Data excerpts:

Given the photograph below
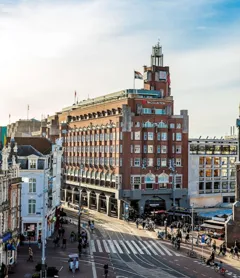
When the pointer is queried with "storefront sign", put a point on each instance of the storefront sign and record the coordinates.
(150, 178)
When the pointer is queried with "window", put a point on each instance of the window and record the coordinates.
(150, 135)
(178, 162)
(147, 111)
(150, 162)
(164, 149)
(31, 206)
(150, 148)
(136, 162)
(137, 135)
(32, 185)
(33, 164)
(164, 136)
(164, 162)
(137, 149)
(178, 136)
(178, 149)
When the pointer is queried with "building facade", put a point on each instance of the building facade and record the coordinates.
(10, 207)
(41, 176)
(212, 171)
(118, 147)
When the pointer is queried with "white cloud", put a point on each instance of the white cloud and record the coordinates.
(49, 50)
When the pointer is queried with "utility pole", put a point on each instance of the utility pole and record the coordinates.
(192, 226)
(43, 272)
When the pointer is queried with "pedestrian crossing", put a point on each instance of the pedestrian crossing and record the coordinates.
(135, 247)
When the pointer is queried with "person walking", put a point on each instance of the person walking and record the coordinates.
(64, 243)
(30, 254)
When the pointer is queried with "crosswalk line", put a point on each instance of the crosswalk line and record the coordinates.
(157, 248)
(92, 246)
(150, 247)
(112, 247)
(131, 247)
(118, 247)
(124, 246)
(144, 247)
(99, 246)
(165, 249)
(106, 246)
(137, 247)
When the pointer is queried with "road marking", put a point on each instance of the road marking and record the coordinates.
(105, 246)
(131, 247)
(157, 248)
(99, 246)
(150, 247)
(124, 246)
(112, 246)
(144, 247)
(164, 248)
(137, 247)
(92, 246)
(118, 247)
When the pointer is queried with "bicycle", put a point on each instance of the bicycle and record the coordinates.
(191, 254)
(219, 270)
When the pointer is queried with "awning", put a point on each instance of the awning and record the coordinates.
(209, 226)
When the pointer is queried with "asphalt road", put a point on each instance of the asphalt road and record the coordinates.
(135, 253)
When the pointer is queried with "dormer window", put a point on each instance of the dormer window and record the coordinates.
(32, 164)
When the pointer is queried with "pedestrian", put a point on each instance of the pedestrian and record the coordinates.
(64, 243)
(231, 252)
(137, 223)
(39, 242)
(92, 227)
(236, 251)
(30, 254)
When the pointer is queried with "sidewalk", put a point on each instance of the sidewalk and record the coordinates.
(200, 250)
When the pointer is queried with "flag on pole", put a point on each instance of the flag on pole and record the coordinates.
(138, 75)
(169, 79)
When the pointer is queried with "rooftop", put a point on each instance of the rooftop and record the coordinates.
(140, 93)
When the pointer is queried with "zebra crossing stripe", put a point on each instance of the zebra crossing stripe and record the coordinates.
(92, 245)
(99, 246)
(118, 247)
(124, 246)
(144, 247)
(105, 246)
(131, 247)
(137, 247)
(157, 248)
(112, 246)
(165, 249)
(150, 247)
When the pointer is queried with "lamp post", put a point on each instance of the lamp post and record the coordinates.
(192, 226)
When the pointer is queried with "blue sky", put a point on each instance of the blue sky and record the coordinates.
(49, 49)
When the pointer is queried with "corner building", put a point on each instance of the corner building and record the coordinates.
(118, 147)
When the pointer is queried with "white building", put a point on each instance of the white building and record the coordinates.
(40, 173)
(212, 171)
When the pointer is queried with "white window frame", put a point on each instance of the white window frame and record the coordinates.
(32, 184)
(32, 209)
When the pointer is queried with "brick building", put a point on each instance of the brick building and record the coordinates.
(118, 147)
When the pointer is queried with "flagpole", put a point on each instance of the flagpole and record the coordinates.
(133, 79)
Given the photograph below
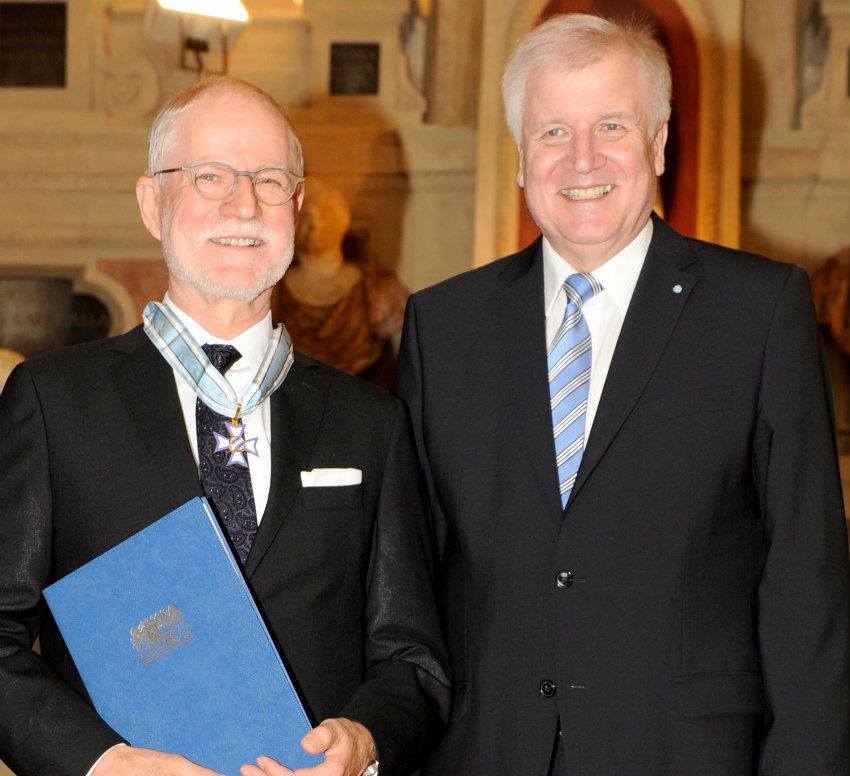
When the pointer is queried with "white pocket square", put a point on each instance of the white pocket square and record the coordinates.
(331, 478)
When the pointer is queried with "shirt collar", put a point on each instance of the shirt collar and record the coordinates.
(618, 275)
(251, 343)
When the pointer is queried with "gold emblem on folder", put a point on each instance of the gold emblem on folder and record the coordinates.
(160, 634)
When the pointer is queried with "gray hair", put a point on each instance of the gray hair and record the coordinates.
(164, 126)
(578, 40)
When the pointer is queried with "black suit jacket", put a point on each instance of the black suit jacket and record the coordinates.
(703, 629)
(93, 448)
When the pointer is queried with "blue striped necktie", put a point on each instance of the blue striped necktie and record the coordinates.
(569, 362)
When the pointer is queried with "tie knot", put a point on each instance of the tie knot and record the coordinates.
(222, 357)
(581, 287)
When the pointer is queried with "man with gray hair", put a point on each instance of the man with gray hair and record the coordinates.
(627, 441)
(323, 509)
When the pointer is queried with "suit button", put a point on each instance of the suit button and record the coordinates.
(564, 578)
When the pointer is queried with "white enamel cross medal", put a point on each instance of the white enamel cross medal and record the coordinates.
(235, 443)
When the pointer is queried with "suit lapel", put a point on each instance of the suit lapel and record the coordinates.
(298, 407)
(658, 300)
(145, 383)
(519, 323)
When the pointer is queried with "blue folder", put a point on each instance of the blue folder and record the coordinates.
(173, 651)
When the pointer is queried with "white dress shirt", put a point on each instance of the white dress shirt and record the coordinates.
(252, 344)
(604, 313)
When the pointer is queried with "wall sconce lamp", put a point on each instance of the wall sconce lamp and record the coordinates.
(197, 26)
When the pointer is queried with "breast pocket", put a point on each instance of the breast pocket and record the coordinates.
(333, 497)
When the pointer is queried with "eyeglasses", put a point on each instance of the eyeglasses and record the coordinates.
(217, 181)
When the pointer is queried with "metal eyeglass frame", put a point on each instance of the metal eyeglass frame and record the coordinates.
(193, 169)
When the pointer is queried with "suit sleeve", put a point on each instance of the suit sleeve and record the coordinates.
(803, 593)
(404, 700)
(409, 387)
(47, 727)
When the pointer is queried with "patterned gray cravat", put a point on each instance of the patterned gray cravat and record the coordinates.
(227, 487)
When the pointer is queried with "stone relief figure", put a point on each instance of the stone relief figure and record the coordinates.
(337, 311)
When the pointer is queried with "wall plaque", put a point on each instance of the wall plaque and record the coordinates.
(354, 68)
(33, 44)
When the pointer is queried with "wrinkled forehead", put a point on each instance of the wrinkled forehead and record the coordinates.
(229, 126)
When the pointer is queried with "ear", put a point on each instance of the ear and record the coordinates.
(520, 176)
(149, 195)
(298, 200)
(658, 144)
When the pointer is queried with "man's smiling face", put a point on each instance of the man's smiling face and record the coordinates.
(588, 162)
(236, 247)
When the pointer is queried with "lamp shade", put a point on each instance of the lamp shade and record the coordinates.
(218, 22)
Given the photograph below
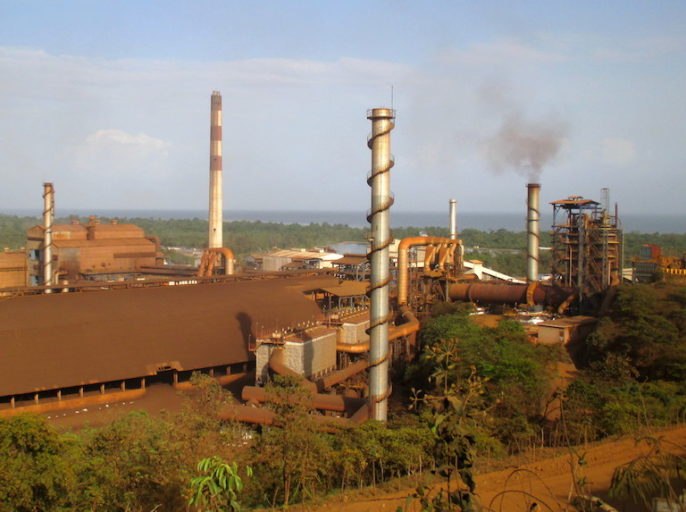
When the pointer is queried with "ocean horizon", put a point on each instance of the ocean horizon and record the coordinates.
(484, 221)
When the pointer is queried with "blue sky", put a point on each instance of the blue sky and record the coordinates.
(110, 101)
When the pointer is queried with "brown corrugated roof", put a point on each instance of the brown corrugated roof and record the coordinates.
(69, 339)
(106, 242)
(348, 288)
(570, 321)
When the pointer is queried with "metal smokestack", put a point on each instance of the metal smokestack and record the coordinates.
(379, 180)
(453, 219)
(215, 214)
(48, 216)
(533, 238)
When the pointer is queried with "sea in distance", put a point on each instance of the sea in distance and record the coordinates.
(643, 223)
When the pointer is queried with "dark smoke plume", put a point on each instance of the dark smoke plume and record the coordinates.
(525, 147)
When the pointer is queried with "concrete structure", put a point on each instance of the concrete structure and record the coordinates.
(533, 231)
(215, 210)
(380, 182)
(353, 329)
(310, 353)
(453, 219)
(65, 340)
(13, 269)
(587, 248)
(565, 330)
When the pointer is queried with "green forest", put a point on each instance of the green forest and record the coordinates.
(500, 249)
(472, 394)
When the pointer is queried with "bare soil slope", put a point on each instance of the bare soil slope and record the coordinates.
(549, 480)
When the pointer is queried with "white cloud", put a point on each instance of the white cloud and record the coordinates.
(502, 53)
(116, 151)
(618, 152)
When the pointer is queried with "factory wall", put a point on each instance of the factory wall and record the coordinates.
(13, 269)
(314, 356)
(53, 341)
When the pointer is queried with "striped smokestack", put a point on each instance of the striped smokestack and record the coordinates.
(48, 217)
(533, 238)
(215, 214)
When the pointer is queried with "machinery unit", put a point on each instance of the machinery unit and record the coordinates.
(587, 248)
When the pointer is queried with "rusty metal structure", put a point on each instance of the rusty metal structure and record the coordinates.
(587, 248)
(452, 219)
(380, 182)
(215, 210)
(93, 251)
(652, 265)
(48, 217)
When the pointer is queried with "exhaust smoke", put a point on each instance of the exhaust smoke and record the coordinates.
(525, 146)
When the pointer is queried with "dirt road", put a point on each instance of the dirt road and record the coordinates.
(549, 480)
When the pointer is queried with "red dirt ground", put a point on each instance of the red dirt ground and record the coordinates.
(549, 480)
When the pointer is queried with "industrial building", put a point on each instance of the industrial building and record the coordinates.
(99, 324)
(91, 251)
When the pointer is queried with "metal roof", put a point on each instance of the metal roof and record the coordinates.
(570, 321)
(348, 288)
(350, 259)
(69, 339)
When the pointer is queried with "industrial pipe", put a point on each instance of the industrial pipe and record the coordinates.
(403, 259)
(325, 402)
(379, 180)
(215, 213)
(453, 219)
(228, 258)
(509, 293)
(533, 238)
(262, 416)
(409, 327)
(48, 217)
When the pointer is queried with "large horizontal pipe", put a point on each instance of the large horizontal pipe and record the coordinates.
(324, 402)
(343, 374)
(410, 326)
(510, 293)
(262, 416)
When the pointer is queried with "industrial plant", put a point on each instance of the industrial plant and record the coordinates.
(90, 313)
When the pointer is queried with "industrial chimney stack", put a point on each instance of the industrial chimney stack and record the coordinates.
(379, 313)
(48, 217)
(215, 214)
(533, 239)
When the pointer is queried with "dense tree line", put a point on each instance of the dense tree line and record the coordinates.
(493, 247)
(472, 392)
(633, 366)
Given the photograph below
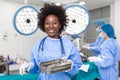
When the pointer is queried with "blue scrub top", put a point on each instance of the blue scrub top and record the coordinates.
(52, 51)
(95, 47)
(107, 60)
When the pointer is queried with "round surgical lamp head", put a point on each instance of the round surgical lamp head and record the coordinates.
(25, 20)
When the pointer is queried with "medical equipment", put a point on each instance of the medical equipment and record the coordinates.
(78, 19)
(54, 66)
(25, 20)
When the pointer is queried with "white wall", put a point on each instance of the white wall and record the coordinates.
(14, 43)
(115, 18)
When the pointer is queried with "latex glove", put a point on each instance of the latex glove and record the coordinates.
(92, 59)
(86, 47)
(26, 67)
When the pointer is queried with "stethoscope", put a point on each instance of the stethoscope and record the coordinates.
(41, 47)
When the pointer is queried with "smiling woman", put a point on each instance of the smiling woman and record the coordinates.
(52, 20)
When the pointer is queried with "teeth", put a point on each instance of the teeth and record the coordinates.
(51, 30)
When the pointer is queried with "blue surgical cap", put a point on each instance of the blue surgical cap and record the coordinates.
(99, 22)
(109, 30)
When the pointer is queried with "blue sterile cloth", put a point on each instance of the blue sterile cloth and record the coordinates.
(90, 75)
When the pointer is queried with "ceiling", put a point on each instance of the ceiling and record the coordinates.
(90, 4)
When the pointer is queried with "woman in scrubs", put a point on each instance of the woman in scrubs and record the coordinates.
(52, 20)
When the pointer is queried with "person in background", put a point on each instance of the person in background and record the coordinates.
(95, 46)
(52, 20)
(109, 55)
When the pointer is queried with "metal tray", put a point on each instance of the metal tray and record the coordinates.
(54, 66)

> **EXERCISE INSTRUCTIONS**: The line containing "stethoscope and record the coordinates." opens the range, and the last line of the entries closes it; copy that range exactly.

> **OUTPUT FOR THIS EXERCISE**:
When the pointer is queried with "stethoscope", put a point on each instance of the stethoscope and record the coordinates.
(41, 47)
When the pointer is queried with "smiling woman", put a point on each instance of the smiling woman and record the coordinates.
(52, 20)
When the pointer is queried with "teeth", put a point on each instance of the teeth and record the coordinates.
(51, 30)
When the pointer is queried with "blue surgical cap", put a point on each instance of the blue surgical cap and record the coordinates.
(99, 22)
(109, 30)
When the pointer is queried with "blue sterile cloth", put a point on each instance of the blue sterile cloth and record the coordinates.
(90, 75)
When the pointer is queried with "ceiling", put a point on each instance of the ceiling and record the coordinates.
(90, 4)
When the pointer is queried with "woman in scrubs", put a point on each instance of the woman in scrubs and record the coordinates.
(52, 20)
When the pointer is queried with "person in background", put a point on each instance of the person in background and record the coordinates.
(95, 46)
(52, 20)
(109, 55)
When the pointer is queried with "metal tray", put a point on each instance of the metal tray and record the coordinates.
(54, 66)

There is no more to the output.